Excerpted text =>
++++++++

Cyrus Mody: Open Science’s critical figurehead

Cyrus Mody on being UM’s Open Science figurehead, an inevitable cultural shift and nanobubbles.

Cyrus Mody credits his European Research Council-funded project “Nanobubbles: how, when and why does science fail to correct itself?” with his interest in Open Science. In the project, Mody and colleagues research systemic issues allowing erroneous claims to enter and stay in the scientific record.

An example are paper mills, i.e. businesses publishing poor or fake journal papers for profit. An indicator that a publication has been produced by a paper mill are ‘tortured phrases’, mistranslated technical terms resulting from taking published papers and replacing as many words as possible with synonyms. Resulting gems range from ‘counterfeit consciousness’ instead of AI and ‘bosom peril’ instead of breast cancer. “I have seen some of the most egregious examples of creative academic misconduct and fraud…”

Mody thinks science is in a transitional period. “It’s obvious to everyone that there need to be changes – there’s a broad consensus on that, although no one is quite sure what those changes should look like.” He advocates for a more open and collaborative science. “We need a system that incentivises honest discussions about data and results in a way that’s not threatening to researchers’ careers or sense of self.”

While Mody thinks the science-in-crisis narrative is overblown, he concedes, “there are real concerns about replicability, sloppy research and juiced up claims, which openness and transparency can address.”

At the helm of a cultural shift

The cultural shift is, to an extent, already happening. For example, most Dutch and European grants stipulate publications be open access. “Globally, the Netherlands is very much a leader in this movement and UM is contributing significantly.” Among the many manifestations of Open Science at UM, every faculty has devised Open Science plans that align with the unique needs of their researchers, an FHML project is compiling an open database of toxicological properties of compounds, and a host of people are working on structurally making educational material open source.

And then there’s his role, of course: Mody was suggested as Open Science figurehead following his keynote lecture during last year’s Dies Natalis. “Because of my interdisciplinary research profile, the rector thought I would be a good representative of cross-faculty dialogue at the Dies. So I talked about different kinds of science done by universities, corporations and ordinary citizens and also about the openness required for more cooperation between all of these.” The Open Science initiative saw a lot of natural overlap and approached him.

++++++++

Given data =>
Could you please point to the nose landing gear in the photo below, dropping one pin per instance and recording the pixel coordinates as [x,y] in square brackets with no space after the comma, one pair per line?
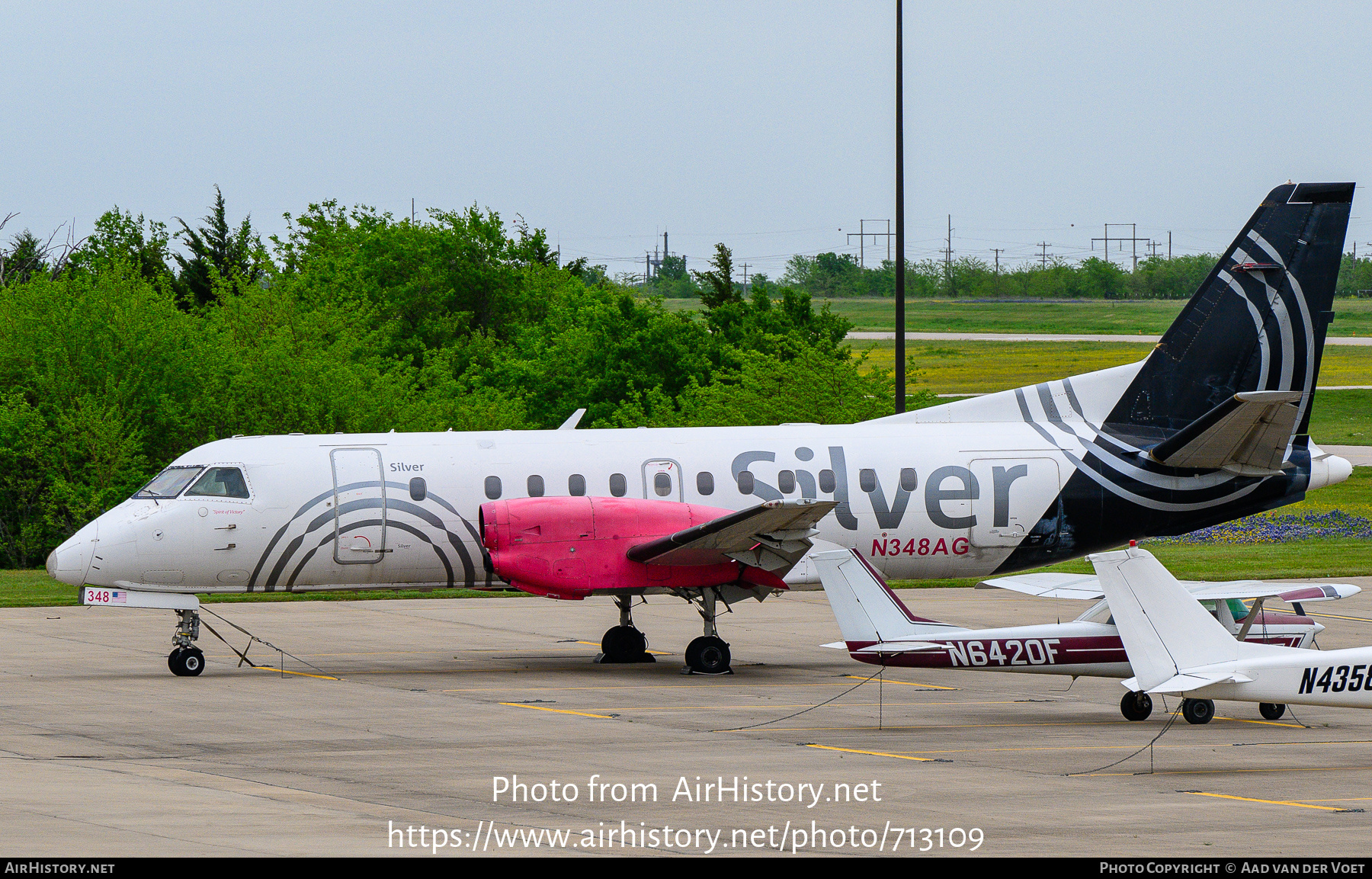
[185,659]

++++++++

Task directions => Carry on with the profile of Cyrus Mody as Open Science figurehead, picking up after its last sentence. None of the material is needed for what comes next.

Response for this exercise =>
“I’m very happy to perform this role,” says Mody, but is quick to point out that, in a literal definition of figurehead, he sees himself not as steering the ship but as fronting a campaign for Open Science. “I represent, I give talks, I offer advice when asked and attend events, but the initiative is run by the team.” Mody considers it an important accomplishment that UM has a dedicated team of young academics, who spread awareness and advise people who want to get involved.

“Globally, the Netherlands is very much a leader in this movement and UM is contributing significantly.”
Cyrus Mody

National Open Science Festival

“There’s a lot left to do obviously, but we’re making good progress in terms of personnel, activities and resources. We have people in our community who are driving things forward, but as a researcher, you can participate with a minimum of effort.” Mody is also excited about UM hosting the National Open Science Festival on 22 October 2024. “I went to last year’s edition. It was well-attended; a very cheerful, optimistic atmosphere, full of enthusiasts keen to share best practices and show the world how they made Open Science work in their environment.”

As Professor of the History of Science, Technology, and Innovation, Mody naturally has a nuanced take on Open Science. “I’m definitely an advocate for experimenting with Open Science, but I’m not an absolutist. We need to approach this critically.” He does believe that some science inherently needs to be proprietary. He does not believe that Open Science will necessarily address the crisis of confidence in science, which thrives in communities not prone to be swayed by facts alone; no amount of transparency will assuage their underlying, ideologically motivated concerns.
 

Pragmatic and tailored approach

Still, Mody is convinced that Open Science is a project worth pursuing. “If done right, and alongside other measures such as Recognition & Rewards, it can lead to better, more resilient science. Also, in a sense, it’s the right thing to do out of an obligation towards your fellow scientists and the public at large.” Next to a host of instrumentalist arguments for Open Science, this is probably a key ideological point: “Knowledge that is a public resource should not be enclosed for private gain.”

What we understand as science today doesn’t have a single origin but “in certain times and places the movement towards something like modern science was closely connected to the creation of the public sphere, something that happens in public debate.” At the same time, especially when tied to commerce, there has always been a need for proprietary knowledge. Mody explains that, while people have exchanged ideas in broadcast form since the late 17th century, the modern system with journals as commercial entities dates back to the late 19th century. Certain features now considered essential, like e.g. peer review, only became standard as late as 50 years ago in some disciplines.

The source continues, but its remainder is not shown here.